_What this task involves_: Please copy the data below, swapping every "pixel coordinates" for "point coordinates" and leaving everything else unchanged.

_Dataset rows_:
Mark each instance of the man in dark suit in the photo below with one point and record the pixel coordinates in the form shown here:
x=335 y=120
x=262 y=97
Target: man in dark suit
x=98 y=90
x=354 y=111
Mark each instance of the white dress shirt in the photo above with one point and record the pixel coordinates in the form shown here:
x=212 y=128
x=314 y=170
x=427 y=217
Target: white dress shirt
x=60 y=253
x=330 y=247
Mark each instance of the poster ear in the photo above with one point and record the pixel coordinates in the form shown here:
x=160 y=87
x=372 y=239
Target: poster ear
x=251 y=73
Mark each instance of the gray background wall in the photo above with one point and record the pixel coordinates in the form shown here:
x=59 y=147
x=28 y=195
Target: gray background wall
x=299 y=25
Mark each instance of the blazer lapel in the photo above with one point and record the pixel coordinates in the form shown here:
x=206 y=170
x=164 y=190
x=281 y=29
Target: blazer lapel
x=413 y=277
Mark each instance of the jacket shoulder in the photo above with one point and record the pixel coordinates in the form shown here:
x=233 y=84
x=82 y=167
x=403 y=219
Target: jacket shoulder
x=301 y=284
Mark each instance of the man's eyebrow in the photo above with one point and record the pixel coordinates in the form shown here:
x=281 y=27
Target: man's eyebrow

_Answer below_:
Mark each instance of the man in dark suit in the photo below with one point and record the point coordinates in the form shown here:
x=335 y=120
x=262 y=97
Target: man in dark suit
x=98 y=90
x=354 y=111
Mark each instance of the white dress shirt in the photo above with one point and record the point coordinates in the form shown here:
x=212 y=128
x=314 y=170
x=427 y=217
Target: white dress shirt
x=60 y=253
x=330 y=247
Mark each instance of the poster ear in the photo above with one point and record the point coordinates in the form shown here:
x=160 y=87
x=372 y=239
Target: poster ear
x=251 y=73
Mark each instance of the gray background wall in the photo above with one point and record the point coordinates in the form shown here:
x=59 y=147
x=28 y=195
Target: gray background wall
x=299 y=25
Mark each instance of the blazer lapel in the photo above with one point and record the point coordinates in the form shown here:
x=206 y=170
x=164 y=190
x=281 y=29
Target: blazer lapel
x=413 y=277
Mark each instance of the jacket shoulder in the photo above with one point and record the point coordinates in the form shown here:
x=233 y=84
x=82 y=167
x=403 y=219
Target: jacket shoulder
x=301 y=284
Mark each instance of the man's eyebrow in the photo above with one point and record the point coordinates in the form shown here:
x=281 y=27
Target: man's eyebrow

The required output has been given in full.